WRITTEN EXERCISE 1
Answer these from the excerpt on reverse engineering below, one answer per line, marked (a), (b), (c):
(a) What command was first used to get the assembly?
(b) Who developed Ghidra?
(c) How deep was the call stack at most?

Initially I used objdump --disassemble to get the assembly. Whilst I can read some assembly, I can’t do it well and rapidly got lost in offsets, operands and registers like this:

push   %esi
lea    -0x8(%esp),%esp
mov    0x18(%esp),%ecx
mov    0x1c(%esp),%eax
mov    0x20(%esp),%edi
lea    0x4(%ecx),%edx
lea    0x44(%ecx),%esi
mov    (%eax),%eax
mov    (%edi),%edi
mov    %edx,0x4(%esp)
lea    0x0(%esi,%eiz,1),%esi
xor    (%esi),%eax
sub    $0x4,%esi

There had to be a better way, and that way was Ghidra.

Ghidra³ is an NSA developed tool suite for the explicit purpose of reverse engineering software. The invaluable key features:

binary decompilation to C
navigation tools
memory structure analysis tools

After a few clicks and waiting for ‘analysis’ I got a nice dump of semi-readable C source. With Ghidra’s help I was now able to see:

shared library entry points
chunks of memory
function calls
function call references

There was some good news, the call stack wasn’t particularly deep, maybe 4 at the most. A few functions were referenced multiple times, some functions were small, others were not.

After more weeks of staring, two functions started to make sense.

void FUN_00012400(undefined *param_1,undefined *param_2,ushort param_3)

WRITTEN EXERCISE 2
From the rows below, copy every line that contains the string "foliage". Case counts.

SOURCE RECORDS
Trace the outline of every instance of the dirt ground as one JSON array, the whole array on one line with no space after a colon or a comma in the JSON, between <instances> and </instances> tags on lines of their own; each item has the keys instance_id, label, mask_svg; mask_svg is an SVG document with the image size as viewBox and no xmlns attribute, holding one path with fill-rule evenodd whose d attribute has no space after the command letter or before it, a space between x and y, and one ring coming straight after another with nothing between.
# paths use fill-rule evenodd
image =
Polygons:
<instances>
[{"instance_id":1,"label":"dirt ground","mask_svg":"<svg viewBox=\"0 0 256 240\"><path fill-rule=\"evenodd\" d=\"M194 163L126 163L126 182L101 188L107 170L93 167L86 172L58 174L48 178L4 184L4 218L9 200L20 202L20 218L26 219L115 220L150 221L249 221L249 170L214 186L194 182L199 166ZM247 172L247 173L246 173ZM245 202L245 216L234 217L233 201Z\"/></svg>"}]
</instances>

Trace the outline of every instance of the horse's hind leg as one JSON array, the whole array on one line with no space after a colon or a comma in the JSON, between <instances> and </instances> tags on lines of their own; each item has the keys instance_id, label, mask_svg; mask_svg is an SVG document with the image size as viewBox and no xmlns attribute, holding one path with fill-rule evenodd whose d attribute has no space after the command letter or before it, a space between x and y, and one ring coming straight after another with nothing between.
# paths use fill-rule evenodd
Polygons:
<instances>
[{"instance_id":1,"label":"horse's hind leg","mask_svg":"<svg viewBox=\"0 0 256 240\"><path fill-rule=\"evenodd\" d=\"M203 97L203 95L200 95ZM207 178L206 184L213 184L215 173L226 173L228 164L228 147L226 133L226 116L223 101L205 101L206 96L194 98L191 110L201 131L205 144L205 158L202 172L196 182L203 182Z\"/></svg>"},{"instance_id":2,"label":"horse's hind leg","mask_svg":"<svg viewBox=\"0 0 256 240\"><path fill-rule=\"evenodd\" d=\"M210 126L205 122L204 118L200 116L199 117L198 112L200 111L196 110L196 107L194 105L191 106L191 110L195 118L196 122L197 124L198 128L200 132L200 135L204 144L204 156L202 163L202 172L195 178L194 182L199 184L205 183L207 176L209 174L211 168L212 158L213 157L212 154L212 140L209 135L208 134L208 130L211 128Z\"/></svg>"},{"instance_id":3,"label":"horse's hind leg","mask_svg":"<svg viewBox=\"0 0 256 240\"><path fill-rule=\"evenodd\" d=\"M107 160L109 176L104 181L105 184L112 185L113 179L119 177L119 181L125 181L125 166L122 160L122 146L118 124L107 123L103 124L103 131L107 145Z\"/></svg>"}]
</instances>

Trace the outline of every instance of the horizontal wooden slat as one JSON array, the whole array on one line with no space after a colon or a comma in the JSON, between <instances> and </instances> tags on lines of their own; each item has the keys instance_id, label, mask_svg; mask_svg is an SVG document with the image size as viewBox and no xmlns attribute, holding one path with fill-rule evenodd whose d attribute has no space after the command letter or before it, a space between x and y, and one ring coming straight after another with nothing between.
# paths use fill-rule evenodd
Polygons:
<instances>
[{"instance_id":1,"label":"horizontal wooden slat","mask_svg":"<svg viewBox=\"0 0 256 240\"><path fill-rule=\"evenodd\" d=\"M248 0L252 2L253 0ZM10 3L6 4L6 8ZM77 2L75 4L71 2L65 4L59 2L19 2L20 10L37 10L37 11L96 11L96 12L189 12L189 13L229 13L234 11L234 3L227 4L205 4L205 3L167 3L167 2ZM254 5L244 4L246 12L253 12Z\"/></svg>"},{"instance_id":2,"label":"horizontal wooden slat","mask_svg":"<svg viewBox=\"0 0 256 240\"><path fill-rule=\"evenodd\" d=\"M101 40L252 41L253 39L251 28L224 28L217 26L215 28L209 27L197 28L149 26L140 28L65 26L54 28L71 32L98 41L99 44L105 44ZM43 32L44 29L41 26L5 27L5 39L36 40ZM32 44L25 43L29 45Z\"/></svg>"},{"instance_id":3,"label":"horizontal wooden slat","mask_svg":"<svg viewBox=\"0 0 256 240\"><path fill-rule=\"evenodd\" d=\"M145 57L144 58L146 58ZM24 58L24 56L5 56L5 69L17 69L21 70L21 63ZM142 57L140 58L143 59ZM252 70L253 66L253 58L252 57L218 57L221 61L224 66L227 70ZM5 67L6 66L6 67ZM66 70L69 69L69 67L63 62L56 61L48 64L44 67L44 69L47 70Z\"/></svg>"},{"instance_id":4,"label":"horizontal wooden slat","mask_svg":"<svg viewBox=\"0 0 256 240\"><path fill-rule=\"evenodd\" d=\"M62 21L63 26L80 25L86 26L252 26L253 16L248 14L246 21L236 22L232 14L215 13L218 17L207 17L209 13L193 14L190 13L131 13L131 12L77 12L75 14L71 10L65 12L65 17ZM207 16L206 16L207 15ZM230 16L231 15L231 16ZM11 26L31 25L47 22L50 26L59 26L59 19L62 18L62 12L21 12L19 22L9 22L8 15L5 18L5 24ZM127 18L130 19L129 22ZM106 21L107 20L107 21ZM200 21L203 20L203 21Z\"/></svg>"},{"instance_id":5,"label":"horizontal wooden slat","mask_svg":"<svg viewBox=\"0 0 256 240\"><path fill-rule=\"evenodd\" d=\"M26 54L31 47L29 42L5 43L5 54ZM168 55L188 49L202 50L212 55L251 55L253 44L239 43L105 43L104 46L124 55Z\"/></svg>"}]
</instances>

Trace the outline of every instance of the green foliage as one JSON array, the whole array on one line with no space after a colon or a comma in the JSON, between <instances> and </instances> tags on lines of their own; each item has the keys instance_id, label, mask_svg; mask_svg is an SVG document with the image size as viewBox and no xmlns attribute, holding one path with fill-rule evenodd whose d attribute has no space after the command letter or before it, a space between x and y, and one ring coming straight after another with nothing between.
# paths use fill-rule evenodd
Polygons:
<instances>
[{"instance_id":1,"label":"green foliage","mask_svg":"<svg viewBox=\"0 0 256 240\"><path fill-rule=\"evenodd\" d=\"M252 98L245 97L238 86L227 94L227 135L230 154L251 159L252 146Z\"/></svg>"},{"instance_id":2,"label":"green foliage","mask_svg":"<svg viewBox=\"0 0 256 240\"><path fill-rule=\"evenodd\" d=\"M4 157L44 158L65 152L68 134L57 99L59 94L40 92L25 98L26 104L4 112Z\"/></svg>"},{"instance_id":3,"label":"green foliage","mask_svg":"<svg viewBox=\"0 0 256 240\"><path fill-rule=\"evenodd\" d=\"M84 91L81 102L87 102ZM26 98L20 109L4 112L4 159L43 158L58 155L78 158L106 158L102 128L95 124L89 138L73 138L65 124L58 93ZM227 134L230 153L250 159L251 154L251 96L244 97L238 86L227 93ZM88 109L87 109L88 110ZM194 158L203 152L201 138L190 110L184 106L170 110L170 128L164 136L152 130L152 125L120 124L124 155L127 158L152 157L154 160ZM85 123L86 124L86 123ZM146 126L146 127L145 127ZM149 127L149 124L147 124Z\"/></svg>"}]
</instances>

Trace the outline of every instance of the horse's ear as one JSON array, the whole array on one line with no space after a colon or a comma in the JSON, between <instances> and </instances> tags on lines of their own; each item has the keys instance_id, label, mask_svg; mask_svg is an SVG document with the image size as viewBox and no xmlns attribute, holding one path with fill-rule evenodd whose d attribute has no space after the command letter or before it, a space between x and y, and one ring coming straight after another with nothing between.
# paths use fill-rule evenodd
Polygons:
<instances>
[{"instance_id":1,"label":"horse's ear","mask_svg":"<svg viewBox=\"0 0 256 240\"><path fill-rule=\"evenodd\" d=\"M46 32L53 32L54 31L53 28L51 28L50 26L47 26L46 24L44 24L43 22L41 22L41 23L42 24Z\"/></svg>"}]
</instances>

WRITTEN SOLUTION 1
(a) objdump --disassemble
(b) The NSA
(c) Maybe 4

WRITTEN SOLUTION 2
Trace the outline of every instance of the green foliage as one JSON array, the whole array on one line with no space after a colon or a comma in the JSON, between <instances> and </instances> tags on lines of their own; each item has the keys instance_id, label, mask_svg; mask_svg is an SVG document with the image size as viewBox and no xmlns attribute, holding one path with fill-rule evenodd whose d attribute has no space after the command letter or before it, a space between x and y, and one ring coming straight after another with nothing between.
[{"instance_id":1,"label":"green foliage","mask_svg":"<svg viewBox=\"0 0 256 240\"><path fill-rule=\"evenodd\" d=\"M252 98L245 97L238 86L227 94L227 135L230 154L251 159L252 146Z\"/></svg>"},{"instance_id":2,"label":"green foliage","mask_svg":"<svg viewBox=\"0 0 256 240\"><path fill-rule=\"evenodd\" d=\"M4 157L44 158L65 152L68 134L57 99L59 94L40 92L25 98L26 104L4 112Z\"/></svg>"},{"instance_id":3,"label":"green foliage","mask_svg":"<svg viewBox=\"0 0 256 240\"><path fill-rule=\"evenodd\" d=\"M84 91L81 102L87 102ZM26 98L20 109L4 112L4 159L43 158L58 155L78 158L106 158L102 128L95 124L89 138L73 138L65 124L58 93ZM227 134L230 153L250 159L251 154L251 96L244 97L238 86L227 93ZM88 109L87 109L88 110ZM194 158L203 152L201 138L190 110L184 106L170 110L170 128L164 136L152 130L152 125L120 124L124 155L127 158L152 157L154 160ZM85 123L86 124L86 123ZM146 126L146 127L145 127ZM149 127L149 124L147 124Z\"/></svg>"}]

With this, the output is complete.